»»

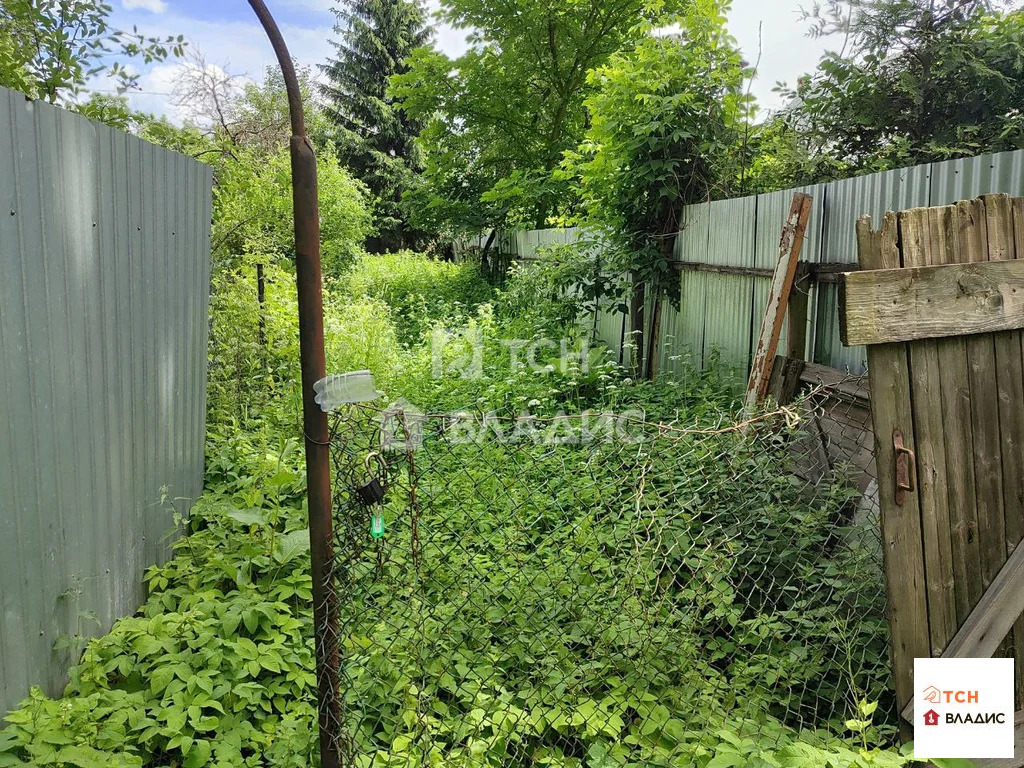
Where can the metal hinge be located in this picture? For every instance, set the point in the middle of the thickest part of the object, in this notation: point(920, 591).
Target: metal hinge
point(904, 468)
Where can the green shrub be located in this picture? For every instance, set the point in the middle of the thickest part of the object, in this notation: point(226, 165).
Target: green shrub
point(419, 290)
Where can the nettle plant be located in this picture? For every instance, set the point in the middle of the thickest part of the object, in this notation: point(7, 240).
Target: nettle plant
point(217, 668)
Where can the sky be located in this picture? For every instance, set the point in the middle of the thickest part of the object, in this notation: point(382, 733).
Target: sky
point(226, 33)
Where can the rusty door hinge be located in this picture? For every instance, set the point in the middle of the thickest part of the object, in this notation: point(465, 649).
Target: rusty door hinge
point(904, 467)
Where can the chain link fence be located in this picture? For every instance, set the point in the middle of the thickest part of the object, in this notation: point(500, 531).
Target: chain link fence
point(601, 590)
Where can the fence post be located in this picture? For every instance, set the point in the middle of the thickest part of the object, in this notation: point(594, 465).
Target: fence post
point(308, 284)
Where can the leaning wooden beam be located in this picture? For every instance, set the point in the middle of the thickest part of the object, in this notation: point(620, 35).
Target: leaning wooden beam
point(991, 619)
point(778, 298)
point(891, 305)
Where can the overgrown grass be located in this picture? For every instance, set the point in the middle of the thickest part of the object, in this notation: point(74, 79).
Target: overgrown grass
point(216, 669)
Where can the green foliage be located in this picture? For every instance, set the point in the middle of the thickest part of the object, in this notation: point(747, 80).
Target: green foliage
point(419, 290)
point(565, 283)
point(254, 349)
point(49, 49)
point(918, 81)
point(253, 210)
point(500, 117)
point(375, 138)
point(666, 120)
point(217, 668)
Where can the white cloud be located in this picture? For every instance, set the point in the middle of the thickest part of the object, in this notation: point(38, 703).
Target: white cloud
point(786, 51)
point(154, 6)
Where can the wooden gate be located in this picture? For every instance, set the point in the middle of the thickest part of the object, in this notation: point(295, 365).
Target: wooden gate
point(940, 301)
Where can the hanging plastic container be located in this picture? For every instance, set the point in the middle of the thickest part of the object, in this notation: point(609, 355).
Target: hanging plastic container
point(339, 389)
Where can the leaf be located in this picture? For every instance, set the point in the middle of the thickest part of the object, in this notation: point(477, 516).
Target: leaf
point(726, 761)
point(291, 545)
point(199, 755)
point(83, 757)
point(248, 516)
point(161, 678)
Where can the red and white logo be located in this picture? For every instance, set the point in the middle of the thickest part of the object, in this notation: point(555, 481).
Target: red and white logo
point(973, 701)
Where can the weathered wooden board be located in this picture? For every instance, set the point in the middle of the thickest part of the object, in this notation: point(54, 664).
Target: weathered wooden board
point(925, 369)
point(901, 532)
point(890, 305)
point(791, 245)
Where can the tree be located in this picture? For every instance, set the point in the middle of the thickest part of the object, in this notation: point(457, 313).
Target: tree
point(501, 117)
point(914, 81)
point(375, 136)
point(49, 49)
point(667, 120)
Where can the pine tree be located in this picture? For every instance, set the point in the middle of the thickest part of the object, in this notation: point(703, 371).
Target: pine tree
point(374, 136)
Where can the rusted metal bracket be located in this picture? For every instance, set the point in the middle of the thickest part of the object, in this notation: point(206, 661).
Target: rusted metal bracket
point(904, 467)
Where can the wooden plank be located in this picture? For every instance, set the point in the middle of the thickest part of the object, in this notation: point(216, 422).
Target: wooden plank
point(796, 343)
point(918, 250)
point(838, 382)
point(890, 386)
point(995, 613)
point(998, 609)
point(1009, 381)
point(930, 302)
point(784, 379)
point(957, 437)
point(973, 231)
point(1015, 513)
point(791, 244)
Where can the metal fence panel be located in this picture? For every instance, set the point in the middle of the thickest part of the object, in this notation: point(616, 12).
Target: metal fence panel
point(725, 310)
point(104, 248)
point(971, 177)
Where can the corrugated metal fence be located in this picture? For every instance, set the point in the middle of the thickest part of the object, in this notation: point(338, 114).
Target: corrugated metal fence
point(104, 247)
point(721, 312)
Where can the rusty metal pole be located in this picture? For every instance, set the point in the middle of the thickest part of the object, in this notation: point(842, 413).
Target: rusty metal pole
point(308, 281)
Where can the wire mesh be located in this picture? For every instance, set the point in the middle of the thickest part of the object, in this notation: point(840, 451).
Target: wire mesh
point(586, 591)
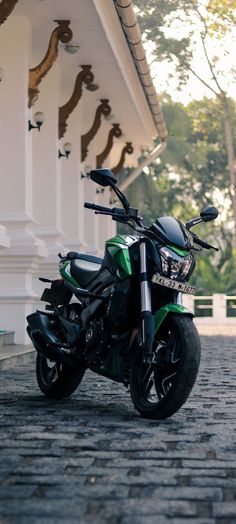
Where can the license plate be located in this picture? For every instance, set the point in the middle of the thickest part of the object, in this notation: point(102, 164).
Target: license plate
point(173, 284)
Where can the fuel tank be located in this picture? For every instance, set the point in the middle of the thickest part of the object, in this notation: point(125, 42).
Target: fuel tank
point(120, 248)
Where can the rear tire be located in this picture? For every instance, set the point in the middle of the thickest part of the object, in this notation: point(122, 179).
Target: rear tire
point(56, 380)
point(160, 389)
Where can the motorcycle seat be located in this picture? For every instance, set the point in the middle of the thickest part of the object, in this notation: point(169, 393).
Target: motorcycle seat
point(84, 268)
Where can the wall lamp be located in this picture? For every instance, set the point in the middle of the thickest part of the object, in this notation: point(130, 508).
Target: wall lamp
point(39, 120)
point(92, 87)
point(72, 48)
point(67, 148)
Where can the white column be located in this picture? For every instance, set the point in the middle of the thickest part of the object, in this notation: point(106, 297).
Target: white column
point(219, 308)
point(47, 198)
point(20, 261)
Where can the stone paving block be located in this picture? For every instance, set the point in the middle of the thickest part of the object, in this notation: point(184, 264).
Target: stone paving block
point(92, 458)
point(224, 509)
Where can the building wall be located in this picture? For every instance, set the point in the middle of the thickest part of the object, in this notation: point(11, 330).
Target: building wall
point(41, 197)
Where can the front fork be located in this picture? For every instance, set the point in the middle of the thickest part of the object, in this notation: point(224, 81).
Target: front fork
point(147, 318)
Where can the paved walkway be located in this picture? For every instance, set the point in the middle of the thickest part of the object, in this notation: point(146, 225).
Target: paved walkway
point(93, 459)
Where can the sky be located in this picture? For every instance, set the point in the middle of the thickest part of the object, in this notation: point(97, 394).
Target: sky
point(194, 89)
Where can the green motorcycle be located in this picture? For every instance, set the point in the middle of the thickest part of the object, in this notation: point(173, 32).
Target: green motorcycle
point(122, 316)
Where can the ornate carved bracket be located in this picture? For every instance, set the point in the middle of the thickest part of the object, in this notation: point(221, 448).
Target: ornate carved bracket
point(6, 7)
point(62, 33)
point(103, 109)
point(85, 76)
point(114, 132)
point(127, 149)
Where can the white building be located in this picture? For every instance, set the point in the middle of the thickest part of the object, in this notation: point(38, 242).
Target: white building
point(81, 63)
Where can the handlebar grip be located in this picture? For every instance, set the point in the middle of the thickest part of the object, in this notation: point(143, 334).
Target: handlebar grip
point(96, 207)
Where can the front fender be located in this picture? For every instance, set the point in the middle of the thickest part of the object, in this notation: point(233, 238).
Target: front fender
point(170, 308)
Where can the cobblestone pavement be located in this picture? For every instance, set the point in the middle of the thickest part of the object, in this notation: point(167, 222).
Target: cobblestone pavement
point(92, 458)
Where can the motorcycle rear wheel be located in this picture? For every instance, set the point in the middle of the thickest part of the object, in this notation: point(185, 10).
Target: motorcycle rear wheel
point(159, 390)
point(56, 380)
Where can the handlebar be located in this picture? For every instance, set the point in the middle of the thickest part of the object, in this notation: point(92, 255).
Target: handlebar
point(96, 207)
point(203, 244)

««
»»

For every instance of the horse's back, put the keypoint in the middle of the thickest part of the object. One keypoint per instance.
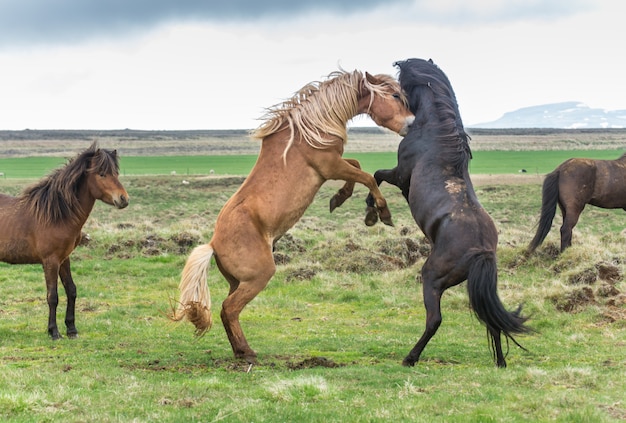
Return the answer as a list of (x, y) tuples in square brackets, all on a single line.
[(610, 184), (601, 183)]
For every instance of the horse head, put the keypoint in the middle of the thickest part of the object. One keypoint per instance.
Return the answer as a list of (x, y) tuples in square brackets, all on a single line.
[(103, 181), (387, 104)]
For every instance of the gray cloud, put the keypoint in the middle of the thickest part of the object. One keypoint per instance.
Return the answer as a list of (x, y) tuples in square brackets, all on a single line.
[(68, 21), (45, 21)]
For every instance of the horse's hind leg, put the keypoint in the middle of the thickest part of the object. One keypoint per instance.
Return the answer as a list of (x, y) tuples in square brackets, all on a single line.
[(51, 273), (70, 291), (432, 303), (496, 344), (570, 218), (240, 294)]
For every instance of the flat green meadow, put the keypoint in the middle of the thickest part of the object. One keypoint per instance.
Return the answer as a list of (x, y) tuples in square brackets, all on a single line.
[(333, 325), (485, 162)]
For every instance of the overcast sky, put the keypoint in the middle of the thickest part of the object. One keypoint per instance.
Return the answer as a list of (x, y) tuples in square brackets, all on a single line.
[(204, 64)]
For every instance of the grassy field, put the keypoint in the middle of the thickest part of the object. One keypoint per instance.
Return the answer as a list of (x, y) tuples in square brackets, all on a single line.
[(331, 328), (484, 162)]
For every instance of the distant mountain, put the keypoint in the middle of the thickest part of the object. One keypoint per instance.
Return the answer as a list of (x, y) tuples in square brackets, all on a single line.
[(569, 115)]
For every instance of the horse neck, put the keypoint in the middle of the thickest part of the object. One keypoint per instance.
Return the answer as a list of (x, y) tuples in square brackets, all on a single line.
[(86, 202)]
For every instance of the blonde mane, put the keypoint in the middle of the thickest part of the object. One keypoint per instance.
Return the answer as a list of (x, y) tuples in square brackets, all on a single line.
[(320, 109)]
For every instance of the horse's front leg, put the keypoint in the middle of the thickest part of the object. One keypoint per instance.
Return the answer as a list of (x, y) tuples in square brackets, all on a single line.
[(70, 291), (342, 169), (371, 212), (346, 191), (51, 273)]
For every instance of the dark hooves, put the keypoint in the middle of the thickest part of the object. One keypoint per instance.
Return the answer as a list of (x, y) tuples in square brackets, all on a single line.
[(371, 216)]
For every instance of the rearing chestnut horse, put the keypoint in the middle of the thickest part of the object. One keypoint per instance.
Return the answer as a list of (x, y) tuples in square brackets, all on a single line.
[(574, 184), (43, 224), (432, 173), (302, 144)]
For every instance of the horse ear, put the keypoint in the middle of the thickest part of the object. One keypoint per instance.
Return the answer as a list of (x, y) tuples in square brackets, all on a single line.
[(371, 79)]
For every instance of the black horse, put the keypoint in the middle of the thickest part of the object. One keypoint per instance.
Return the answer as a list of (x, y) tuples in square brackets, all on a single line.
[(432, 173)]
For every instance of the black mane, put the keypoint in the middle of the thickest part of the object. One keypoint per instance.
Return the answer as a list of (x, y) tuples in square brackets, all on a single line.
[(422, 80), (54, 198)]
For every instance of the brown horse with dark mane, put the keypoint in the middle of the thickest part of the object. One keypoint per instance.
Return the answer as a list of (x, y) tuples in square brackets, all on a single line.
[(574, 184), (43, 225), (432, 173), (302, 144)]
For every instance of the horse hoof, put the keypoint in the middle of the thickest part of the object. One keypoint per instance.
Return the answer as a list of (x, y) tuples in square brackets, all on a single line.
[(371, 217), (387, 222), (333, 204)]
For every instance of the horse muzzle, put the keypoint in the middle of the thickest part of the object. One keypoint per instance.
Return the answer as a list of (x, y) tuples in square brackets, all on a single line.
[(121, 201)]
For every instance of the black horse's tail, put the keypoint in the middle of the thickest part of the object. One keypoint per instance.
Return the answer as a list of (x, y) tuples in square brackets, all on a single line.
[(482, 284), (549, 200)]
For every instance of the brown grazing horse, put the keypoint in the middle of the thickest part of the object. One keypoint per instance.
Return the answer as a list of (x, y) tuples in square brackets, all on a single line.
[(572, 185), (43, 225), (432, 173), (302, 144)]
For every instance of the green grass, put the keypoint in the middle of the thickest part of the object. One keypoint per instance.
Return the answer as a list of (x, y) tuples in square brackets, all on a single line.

««

● **Exercise instructions**:
Rewrite the rows beginning at the line that has "Where can the leaning" and stopping after the line that has "point(891, 305)", requests included, with only the point coordinates in the answers multiplied by 0.85 and rounded to whole numbers, halves rounded up. Leave the numbers in the requests and their sample notation unchanged.

● **Answer for this exercise**:
Where can the leaning wooden beam be located in this picture? For every instance, set the point in the middle of the thickest part of the object, in this notation: point(620, 35).
Target: leaning wooden beam
point(842, 526)
point(661, 253)
point(757, 259)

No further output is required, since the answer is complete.